## EXCERPT TO READ
--

This same operation in a different language like C would require something closer to 10 lines of code. Additionally, C is a compiled language where the entire program is organized and optimized to be run in binary machine code, rather than the line-by-line execution of R. As a result, C has the potential for greater efficiencies that are unavailable to R. All is not lost though because many R functions are written in C, C++, or Fortran. For example, lme4
a popular package for mixed-effect models is written mostly in C++. The apply
family is one of those examples and by using it, the bulk of the operations are being executed in C. By trusting your computer to execute the operations in the most efficient way possible, operations tend to run faster.
Some say that you should always vectorize in R whenever you possible can. There certainly is some merit to using vectorization as in almost all cases, vectorized code will perform equally or better than unvectorized code. However, there is a learning curve and a bit of extra thought that is necessary to transform code into the vectorized format. Depending on how much time is invested, that can result in a net-zero or negative effect on your productivity. To help you make the decision whether to invest time in optimizing your code through vectorization, it makes sense to explain what vectorization means as well as the pros and cons.
As far as I know, there is only one con: Vectorization is not intuitive. It requires a bit of abstract thinking to implement. Maybe if you did it all time, vectorization will come naturally to you, but new and complex tasks requires some time where you are blankly staring at your script thinking what to do. Time that could be spent throwing a for
loop infront of your code and having it already runing. What complicates this further is that easier instances where vectorization would be particularly applicable, base R and new packages have already written wrappers that take away the advantage.
Let’s look at an example.
You need the sum for a dataset of 100 columns and 10 rows. Three ways you can execute this operation are 1. using a for loop, 2. using the apply family, 3. using the colSums
function in base R.
### create dataset
dataset <- rnorm(1000, 10, 2) %>% matrix(. , nrow=10, ncol=100) %>% data.frame()
### Loop
microbenchmark({
sums <- c()
for(i in 1:100){
t <- sum(dataset[,i])
sums <- c(sums,t)
}
}, unit="ms")
### Apply
microbenchmark({
apply(dataset, 2, sum)
}, unit="ms")
### ColSums
microbenchmark({
colSums(dataset)
}, unit="ms")
In this example, we can find that the vectorized apply family executes the function on average 5.5 times faster. The colsums wrapper is tied with the apply family, mostly because it uses the same underlying algorithms. Thus, you could probably last a long time in R just using wrapper functions and for loops. But, this is a workhop on making this go faster and getting a 5.5x boost sounds pretty appealing when your functions take hours to run. Let’s take a look at why vectorization works
There are two other reasons one might perfer to vectorize besides the speed gains. The first is that the code is often shorter. In the previous example, the for loop required five lines of code that included specifying an empty vector to fill, the for
loop specification, the operation to be conducted iteratively, and finally appending the output. By contrast, the apply family executes everything within a single line which looks more elegant.

--

## RECORDS PROVIDED
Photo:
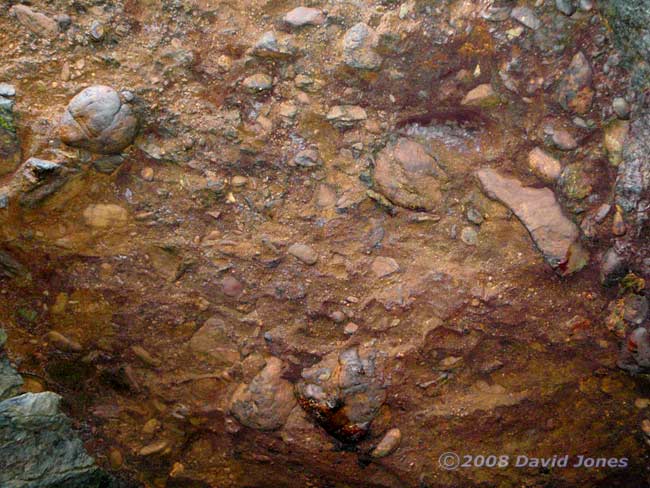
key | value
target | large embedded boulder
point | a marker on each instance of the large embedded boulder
(97, 119)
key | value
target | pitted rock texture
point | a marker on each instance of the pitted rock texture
(97, 120)
(265, 403)
(344, 392)
(408, 176)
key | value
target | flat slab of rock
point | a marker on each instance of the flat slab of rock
(105, 215)
(40, 24)
(553, 233)
(408, 176)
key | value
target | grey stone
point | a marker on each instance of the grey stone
(630, 23)
(37, 179)
(633, 180)
(10, 153)
(258, 82)
(344, 392)
(408, 176)
(469, 236)
(496, 14)
(565, 6)
(346, 116)
(272, 45)
(555, 235)
(97, 120)
(526, 16)
(621, 108)
(359, 48)
(264, 404)
(635, 352)
(7, 90)
(39, 449)
(10, 380)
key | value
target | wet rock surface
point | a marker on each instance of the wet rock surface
(290, 275)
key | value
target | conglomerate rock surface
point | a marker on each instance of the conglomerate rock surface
(280, 243)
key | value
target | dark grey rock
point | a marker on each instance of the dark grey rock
(635, 352)
(527, 17)
(38, 179)
(39, 449)
(633, 181)
(630, 23)
(97, 120)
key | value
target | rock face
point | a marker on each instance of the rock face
(266, 403)
(40, 24)
(553, 233)
(408, 176)
(633, 181)
(343, 393)
(97, 120)
(629, 21)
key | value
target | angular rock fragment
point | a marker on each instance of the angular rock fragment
(544, 165)
(272, 45)
(359, 45)
(575, 93)
(264, 404)
(302, 16)
(388, 444)
(343, 393)
(40, 24)
(36, 180)
(98, 121)
(554, 234)
(633, 181)
(526, 16)
(39, 449)
(408, 176)
(346, 116)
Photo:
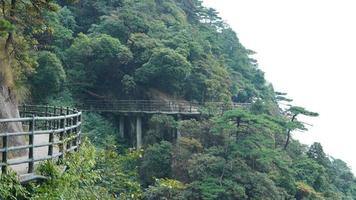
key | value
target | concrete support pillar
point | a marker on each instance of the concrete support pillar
(122, 127)
(139, 132)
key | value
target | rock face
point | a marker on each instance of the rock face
(9, 109)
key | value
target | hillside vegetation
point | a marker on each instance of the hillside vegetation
(67, 52)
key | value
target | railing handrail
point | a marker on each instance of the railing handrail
(65, 122)
(153, 106)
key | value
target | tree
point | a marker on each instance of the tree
(166, 70)
(97, 64)
(292, 113)
(156, 162)
(49, 76)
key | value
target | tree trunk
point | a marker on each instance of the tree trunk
(9, 109)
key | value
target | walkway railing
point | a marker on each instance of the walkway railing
(49, 133)
(152, 106)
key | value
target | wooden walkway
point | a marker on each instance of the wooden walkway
(49, 132)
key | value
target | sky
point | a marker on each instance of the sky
(307, 49)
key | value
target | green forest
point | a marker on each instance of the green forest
(68, 52)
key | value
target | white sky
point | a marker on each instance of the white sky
(306, 48)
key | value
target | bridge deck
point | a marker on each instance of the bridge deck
(153, 107)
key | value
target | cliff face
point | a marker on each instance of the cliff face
(9, 109)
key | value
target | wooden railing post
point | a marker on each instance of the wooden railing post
(75, 123)
(31, 143)
(78, 139)
(61, 135)
(69, 123)
(4, 154)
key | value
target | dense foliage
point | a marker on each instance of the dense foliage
(125, 49)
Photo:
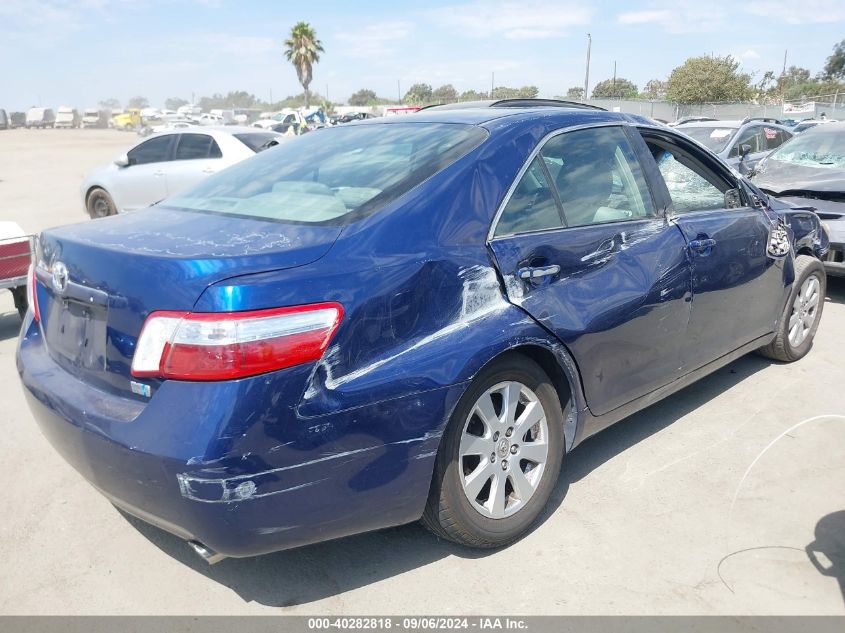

--

## THINGS TO DO
1. Using the passage on vectorization in R, mark each statement yes or no and quote the exact words from the passage that settle it. (a) The lme4 package is written mostly in C++. (b) The passage names several drawbacks of vectorization. (c) The colSums wrapper ran faster than the apply family.
2. According to the passage on vectorization in R, how many times faster on average did the apply family run the function in the example?
3. Write the next part of the passage on vectorization in R, picking up right after its final sentence.
The lines have nothing to do with the passage on vectorization in R.

## ANSWER LIST
1.
(a) Yes: "a popular package for mixed-effect models is written mostly in C++"
(b) No: "As far as I know, there is only one con: Vectorization is not intuitive."
(c) No: "The colsums wrapper is tied with the apply family"

2. 5.5 times faster.

3.
## For loop
sums <- c() ## specify empty vector
for(i in 1:100){
t <- sum(dataset[,i]) ## conduct iterated operation
sums <- c(sums,t) ## append
}
### Apply
apply(dataset, 2, sum) ## dataframe, by columns, function
The second benefit is that for
loops keep outputs and objects in the environment. This can be bad practice by filling up your memory or potentially causing a conflict down the road. For example, after the above for
loop is executed i = 100
. That means a future operation where i
is called, there is the risk its value will be 100 (such as another loop).
Apply
FamilyThere are multiple versions of apply (e.g. apply, sapply, vapply) including parallel versions (e.g. parLapply). Today we will look at apply
and lapply
. We will also look at executing these operations in tidyverse
.
Apply works across dataframes to execute a function. It will either run across rows (MARGIN=1 default) or columns (MARGIN=2). The function can be inherent in R, from a package or user specified. Let’s look at some examples.
## Sum across rows
apply(dataset, 1, sum)
## Sum across columns
apply(dataset, 2, sum)
## Mean across columns
apply(dataset, 2, mean)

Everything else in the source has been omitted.